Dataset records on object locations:
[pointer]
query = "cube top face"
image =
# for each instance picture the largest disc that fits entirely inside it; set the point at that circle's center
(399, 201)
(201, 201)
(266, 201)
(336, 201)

» What this task involves
Express the records above as a Markdown table with the columns No. and Content, putting each line in its own numbered row and omitting any blank lines.

» Answer below
| No. | Content |
|---|---|
| 1 | [pointer] |
| 2 | query = "cube top face" |
| 3 | image = |
| 4 | # for each instance picture the largest disc that fits entirely inside it; set the point at that circle's center |
| 5 | (399, 201) |
| 6 | (201, 201) |
| 7 | (266, 201) |
| 8 | (336, 201) |